▶ Extracted text
_ _ _

You are viewing a plain text version of this content. The canonical link for it is here.
Posted to user@beam.apache.org by Robert Lugg <Ro...@synopsys.com> on 2019/11/07 18:14:35 UTC

Beam with Flink without containers

Hi All,

I have a conceptual misunderstanding which is keeping me from running BEAM using Flink.  The main killer right now is that I cannot use Docker containers.  I would like to run using something like:


python -m wordcount_flink \

--input war_and_peace.txt \

--runner=PortableRunner \

--job_endpoint=my-host:8099 \

--output result_flink

The first thing I did was start up a Flink cluster using ${FLINK_ROOT}/bin/start-cluster.sh.  The website confirms I have workers running.

Then, I started up a JobServer:

./gradlew :runners:flink:1.8:job-server:runShadow \

    -PflinkMasterUrl=my-host:8082

Finally, I attempted to run the wordcount sample:

python -m wordcount_flink \

--input war_and_peace.txt \

--runner=PortableRunner \

--job_endpoint=my-host:8099 \

--output result_flink

This failed with:
... java.io.IOException: Received exit code 126 for command 'docker run -d --network=host --env=DOCKER_MAC_CONTAINER=null apachebeam/python3.6_sdk:2.16.0 --id=1-1 --logging_endpoint=localhost:39858 --artifact_endpoint=localhost:39422 --provision_endpoint=localhost:40678 --control_endpoint=localhost:35088'
... docker: Got permission denied while trying to connect to the Docker daemon socket at unix:///var/run/docker.soc

I want to instead use the FlinkRunner and environment_type=PROCESS and environment_conf=????  What do I need to do to do this?

Generally, I'd like to have some sort of state diagram to describe who calls what when, if anything like that is available.

Thank you for any guidance.





Please note: I have cross posted this on stackoverflow: https://stackoverflow.com/questions/58718098/what-environment-config-for-beam-launching-flink
If I get an answer here, I'll enter it there (or you can).

Regards.

Re: Beam with Flink without containers

Posted by Ankur Goenka <go...@google.com>.

_ _ _

▶ Record excerpts

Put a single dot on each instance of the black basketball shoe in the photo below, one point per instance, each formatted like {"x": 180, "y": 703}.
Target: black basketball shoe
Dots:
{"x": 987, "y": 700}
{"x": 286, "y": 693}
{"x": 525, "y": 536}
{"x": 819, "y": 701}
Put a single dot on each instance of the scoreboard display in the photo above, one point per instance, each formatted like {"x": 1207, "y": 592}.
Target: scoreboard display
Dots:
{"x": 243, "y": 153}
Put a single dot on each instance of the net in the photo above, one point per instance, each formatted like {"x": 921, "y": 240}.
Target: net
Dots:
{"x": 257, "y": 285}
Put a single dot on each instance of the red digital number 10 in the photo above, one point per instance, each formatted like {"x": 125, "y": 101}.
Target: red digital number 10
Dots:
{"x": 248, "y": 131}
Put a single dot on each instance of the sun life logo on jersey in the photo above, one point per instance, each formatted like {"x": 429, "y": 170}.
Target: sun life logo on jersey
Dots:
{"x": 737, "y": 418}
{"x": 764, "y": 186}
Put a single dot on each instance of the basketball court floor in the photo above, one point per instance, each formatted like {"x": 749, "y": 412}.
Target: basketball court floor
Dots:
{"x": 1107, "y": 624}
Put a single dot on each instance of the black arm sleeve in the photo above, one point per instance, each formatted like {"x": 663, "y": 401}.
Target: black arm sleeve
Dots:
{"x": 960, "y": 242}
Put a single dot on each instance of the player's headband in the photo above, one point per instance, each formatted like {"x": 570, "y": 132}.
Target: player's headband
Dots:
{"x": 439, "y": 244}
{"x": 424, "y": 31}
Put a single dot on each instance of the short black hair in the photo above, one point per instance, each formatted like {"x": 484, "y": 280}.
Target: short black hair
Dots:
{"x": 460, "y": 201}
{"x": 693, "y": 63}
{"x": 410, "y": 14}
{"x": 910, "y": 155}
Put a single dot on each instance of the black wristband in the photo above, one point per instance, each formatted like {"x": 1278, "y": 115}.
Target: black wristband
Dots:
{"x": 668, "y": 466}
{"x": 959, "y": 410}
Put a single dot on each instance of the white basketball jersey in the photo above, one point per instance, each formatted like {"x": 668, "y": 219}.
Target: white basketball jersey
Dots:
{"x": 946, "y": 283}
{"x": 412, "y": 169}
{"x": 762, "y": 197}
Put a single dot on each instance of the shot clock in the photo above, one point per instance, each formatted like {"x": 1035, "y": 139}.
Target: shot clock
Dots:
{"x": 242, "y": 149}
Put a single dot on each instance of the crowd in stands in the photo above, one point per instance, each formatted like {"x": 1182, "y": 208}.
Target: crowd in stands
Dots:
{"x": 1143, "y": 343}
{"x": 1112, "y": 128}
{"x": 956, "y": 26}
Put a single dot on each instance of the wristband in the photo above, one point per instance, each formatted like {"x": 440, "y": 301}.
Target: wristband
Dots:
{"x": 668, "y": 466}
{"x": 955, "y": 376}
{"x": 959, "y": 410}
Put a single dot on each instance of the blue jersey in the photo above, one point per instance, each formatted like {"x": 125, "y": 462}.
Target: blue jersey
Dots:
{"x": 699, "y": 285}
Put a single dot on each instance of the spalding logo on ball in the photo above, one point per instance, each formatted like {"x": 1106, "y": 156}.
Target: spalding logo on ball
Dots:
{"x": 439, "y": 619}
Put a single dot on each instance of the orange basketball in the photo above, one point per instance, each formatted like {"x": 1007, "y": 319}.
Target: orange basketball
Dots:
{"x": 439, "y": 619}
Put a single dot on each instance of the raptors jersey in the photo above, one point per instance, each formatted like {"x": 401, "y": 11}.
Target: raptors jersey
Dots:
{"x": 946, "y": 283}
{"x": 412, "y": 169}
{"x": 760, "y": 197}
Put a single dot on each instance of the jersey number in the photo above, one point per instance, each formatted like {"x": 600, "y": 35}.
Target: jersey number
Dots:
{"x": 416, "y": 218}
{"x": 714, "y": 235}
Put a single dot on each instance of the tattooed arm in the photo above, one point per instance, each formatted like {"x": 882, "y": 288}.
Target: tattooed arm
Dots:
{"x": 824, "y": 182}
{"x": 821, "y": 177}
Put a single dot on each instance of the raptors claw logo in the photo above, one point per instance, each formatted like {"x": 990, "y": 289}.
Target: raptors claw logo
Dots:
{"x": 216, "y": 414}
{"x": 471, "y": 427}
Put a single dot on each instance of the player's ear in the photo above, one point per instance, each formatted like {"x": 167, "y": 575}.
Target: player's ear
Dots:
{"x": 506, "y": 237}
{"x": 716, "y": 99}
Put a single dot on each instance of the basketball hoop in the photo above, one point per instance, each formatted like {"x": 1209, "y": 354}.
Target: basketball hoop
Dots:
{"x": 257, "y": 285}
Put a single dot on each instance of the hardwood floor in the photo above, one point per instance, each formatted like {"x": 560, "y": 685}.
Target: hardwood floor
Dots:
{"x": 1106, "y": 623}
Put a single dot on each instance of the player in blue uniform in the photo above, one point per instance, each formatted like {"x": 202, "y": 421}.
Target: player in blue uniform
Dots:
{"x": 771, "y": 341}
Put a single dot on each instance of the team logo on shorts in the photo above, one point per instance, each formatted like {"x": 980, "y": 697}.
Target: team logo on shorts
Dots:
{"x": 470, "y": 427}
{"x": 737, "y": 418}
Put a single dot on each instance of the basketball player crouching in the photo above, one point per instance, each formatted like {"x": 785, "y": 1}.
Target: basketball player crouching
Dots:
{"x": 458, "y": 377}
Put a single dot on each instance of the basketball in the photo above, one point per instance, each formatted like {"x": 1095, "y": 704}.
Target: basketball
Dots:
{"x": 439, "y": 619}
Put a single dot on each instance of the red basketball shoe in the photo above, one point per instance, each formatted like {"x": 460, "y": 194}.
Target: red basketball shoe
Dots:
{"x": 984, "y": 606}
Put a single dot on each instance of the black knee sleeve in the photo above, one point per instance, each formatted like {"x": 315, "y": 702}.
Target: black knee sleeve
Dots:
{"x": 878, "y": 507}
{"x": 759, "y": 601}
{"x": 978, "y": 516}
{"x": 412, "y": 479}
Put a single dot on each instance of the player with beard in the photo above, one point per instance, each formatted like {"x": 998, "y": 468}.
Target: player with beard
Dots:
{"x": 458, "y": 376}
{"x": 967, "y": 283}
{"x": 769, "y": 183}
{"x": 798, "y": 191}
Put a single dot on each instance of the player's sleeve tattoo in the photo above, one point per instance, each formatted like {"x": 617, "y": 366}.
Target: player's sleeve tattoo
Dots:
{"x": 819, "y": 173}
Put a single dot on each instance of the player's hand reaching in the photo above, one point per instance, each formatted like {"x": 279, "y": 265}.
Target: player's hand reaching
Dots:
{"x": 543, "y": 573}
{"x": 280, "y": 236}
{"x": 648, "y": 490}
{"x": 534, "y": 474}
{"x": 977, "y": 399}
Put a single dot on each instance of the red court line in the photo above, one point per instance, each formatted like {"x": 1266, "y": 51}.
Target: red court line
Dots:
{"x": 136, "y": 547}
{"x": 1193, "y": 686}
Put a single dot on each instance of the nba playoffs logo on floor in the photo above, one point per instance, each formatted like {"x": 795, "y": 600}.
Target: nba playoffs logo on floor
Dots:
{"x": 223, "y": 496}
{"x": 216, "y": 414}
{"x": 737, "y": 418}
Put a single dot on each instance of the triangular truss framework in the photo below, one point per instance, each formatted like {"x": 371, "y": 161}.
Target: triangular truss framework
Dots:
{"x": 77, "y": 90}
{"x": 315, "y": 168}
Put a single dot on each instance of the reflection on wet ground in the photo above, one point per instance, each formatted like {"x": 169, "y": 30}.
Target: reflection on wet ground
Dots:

_ _ _

▶ What you will do
[a] Retype the part of the Beam and Flink post between "Generally, I'd like" and "for any guidance.", inclusive.
[b] List every option passed to the python -m wordcount_flink command in the Beam and Flink post, with the value given for each.
[c] Carry on the Beam and Flink post from the point where the text stops.

▶ Outputs
[a]
Generally, I'd like to have some sort of state diagram to describe who calls what when, if anything like that is available.

Thank you for any guidance.

[b]
--input war_and_peace.txt
--runner=PortableRunner
--job_endpoint=my-host:8099
--output result_flink

[c]
Hi Robert,

Different environment types are used to execute user code in a portable
fashion. These environments are started and managed by beam layer on flink
and are started on workers.
You need to create a script which honors beam portability api. The config
contains the script name.
You can use [1] to create a script which can be used for with environment
type process.
Please refer to [2] for the corresponding environment_config.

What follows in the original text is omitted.